● Your instructions
Sort through the data and copy the lines holding the word "sweatshirt".

── Supplied records ──

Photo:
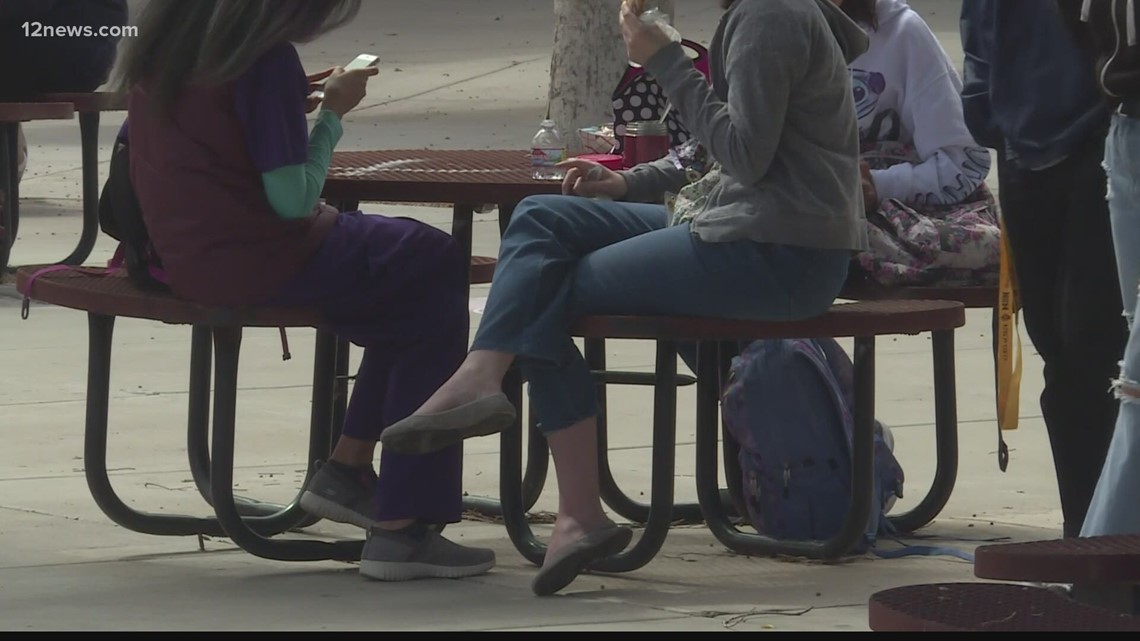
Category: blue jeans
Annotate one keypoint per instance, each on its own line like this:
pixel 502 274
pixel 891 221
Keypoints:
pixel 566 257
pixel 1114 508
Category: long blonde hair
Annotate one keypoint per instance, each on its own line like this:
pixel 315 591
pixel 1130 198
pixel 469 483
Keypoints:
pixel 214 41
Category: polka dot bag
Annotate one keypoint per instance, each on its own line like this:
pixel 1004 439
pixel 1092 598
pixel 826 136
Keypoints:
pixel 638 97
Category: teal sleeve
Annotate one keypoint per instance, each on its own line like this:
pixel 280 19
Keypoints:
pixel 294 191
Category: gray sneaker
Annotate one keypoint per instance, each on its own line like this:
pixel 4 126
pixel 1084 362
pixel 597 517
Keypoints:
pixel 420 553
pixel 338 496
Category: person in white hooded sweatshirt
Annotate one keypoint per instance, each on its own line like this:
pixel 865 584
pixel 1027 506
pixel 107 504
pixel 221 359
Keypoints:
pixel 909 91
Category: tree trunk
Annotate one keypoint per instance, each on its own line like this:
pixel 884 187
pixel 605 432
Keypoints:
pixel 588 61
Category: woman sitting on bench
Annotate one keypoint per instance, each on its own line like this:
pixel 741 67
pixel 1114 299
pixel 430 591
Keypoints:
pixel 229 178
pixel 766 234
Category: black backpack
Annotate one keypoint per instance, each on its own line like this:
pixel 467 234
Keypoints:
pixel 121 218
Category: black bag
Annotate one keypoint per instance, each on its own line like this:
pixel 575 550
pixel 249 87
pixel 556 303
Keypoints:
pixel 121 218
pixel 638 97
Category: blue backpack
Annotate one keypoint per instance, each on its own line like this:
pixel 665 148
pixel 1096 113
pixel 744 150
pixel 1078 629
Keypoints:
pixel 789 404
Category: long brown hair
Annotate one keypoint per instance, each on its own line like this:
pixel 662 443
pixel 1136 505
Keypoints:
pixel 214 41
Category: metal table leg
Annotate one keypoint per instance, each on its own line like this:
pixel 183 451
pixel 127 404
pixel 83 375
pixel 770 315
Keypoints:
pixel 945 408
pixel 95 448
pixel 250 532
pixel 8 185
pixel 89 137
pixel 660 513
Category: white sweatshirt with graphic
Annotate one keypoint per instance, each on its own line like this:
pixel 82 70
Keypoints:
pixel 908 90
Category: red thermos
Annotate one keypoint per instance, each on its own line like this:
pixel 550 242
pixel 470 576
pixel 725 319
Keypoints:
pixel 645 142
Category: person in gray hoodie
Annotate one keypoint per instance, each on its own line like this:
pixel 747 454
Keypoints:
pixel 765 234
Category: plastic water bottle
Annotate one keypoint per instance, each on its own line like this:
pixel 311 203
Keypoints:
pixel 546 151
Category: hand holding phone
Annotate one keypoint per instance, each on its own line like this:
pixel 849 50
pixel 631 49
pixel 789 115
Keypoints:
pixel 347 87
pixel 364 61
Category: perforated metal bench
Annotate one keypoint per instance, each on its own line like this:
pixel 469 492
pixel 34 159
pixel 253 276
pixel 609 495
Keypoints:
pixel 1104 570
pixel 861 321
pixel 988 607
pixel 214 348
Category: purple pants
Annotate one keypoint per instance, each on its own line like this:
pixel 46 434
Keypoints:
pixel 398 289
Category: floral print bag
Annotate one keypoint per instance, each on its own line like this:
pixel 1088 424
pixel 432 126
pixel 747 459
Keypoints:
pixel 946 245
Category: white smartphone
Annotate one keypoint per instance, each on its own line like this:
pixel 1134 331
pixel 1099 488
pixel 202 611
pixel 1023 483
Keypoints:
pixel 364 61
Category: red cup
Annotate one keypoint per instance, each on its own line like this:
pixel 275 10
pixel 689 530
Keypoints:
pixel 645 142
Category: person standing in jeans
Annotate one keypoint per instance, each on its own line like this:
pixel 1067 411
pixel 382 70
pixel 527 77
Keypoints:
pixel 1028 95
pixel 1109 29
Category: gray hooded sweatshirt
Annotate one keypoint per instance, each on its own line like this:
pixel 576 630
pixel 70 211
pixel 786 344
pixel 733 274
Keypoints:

───

● Response area
Category: person in white hooded sweatshirt
Category: white sweatshirt with graphic
Category: gray hooded sweatshirt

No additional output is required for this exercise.